**EXERCISE INSTRUCTIONS**: Please recast the rows below as a two-column CSV with the header input,output and one line per row. Put each row's text in input and its answer in output, each as one quoted field with line breaks replaced by spaces.

**INPUT ROWS**:
********************

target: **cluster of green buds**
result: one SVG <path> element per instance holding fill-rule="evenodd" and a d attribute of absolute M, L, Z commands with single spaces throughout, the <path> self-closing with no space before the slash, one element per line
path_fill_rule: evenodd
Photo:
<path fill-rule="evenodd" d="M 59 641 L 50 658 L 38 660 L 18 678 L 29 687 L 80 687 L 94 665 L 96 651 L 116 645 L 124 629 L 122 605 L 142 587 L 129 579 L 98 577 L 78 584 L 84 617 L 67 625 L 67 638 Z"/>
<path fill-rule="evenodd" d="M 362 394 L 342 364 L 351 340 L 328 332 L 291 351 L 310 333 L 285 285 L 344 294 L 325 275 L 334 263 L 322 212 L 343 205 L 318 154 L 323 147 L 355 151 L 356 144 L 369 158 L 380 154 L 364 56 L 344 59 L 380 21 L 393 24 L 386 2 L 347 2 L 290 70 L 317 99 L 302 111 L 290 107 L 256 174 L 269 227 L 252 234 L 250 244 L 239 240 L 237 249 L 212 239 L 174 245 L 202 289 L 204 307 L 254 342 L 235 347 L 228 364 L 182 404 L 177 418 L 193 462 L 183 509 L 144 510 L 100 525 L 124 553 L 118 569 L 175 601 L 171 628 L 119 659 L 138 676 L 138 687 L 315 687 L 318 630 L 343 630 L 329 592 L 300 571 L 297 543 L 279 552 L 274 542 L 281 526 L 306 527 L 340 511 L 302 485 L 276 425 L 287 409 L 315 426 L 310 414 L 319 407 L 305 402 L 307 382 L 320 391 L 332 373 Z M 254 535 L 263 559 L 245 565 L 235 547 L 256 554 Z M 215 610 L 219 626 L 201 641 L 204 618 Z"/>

********************

**OUTPUT BELOW**:
input,output
"target: **cluster of green buds** result: one SVG <path> element per instance holding fill-rule=""evenodd"" and a d attribute of absolute M, L, Z commands with single spaces throughout, the <path> self-closing with no space before the slash, one element per line path_fill_rule: evenodd Photo:","<path fill-rule=""evenodd"" d=""M 59 641 L 50 658 L 38 660 L 18 678 L 29 687 L 80 687 L 94 665 L 96 651 L 116 645 L 124 629 L 122 605 L 142 587 L 129 579 L 98 577 L 78 584 L 84 617 L 67 625 L 67 638 Z""/> <path fill-rule=""evenodd"" d=""M 362 394 L 342 364 L 351 340 L 328 332 L 291 351 L 310 333 L 285 285 L 344 294 L 325 275 L 334 263 L 322 212 L 343 205 L 318 154 L 323 147 L 355 151 L 356 144 L 369 158 L 380 154 L 364 56 L 344 59 L 380 21 L 393 24 L 386 2 L 347 2 L 290 70 L 317 99 L 302 111 L 290 107 L 256 174 L 269 227 L 252 234 L 250 244 L 239 240 L 237 249 L 212 239 L 174 245 L 202 289 L 204 307 L 254 342 L 235 347 L 228 364 L 182 404 L 177 418 L 193 462 L 183 509 L 144 510 L 100 525 L 124 553 L 118 569 L 175 601 L 171 628 L 119 659 L 138 676 L 138 687 L 315 687 L 318 630 L 343 630 L 329 592 L 300 571 L 297 543 L 279 552 L 274 542 L 281 526 L 306 527 L 340 511 L 302 485 L 276 425 L 287 409 L 315 426 L 310 414 L 319 407 L 305 402 L 307 382 L 320 391 L 332 373 Z M 254 535 L 263 559 L 245 565 L 235 547 L 256 554 Z M 215 610 L 219 626 L 201 641 L 204 618 Z""/>"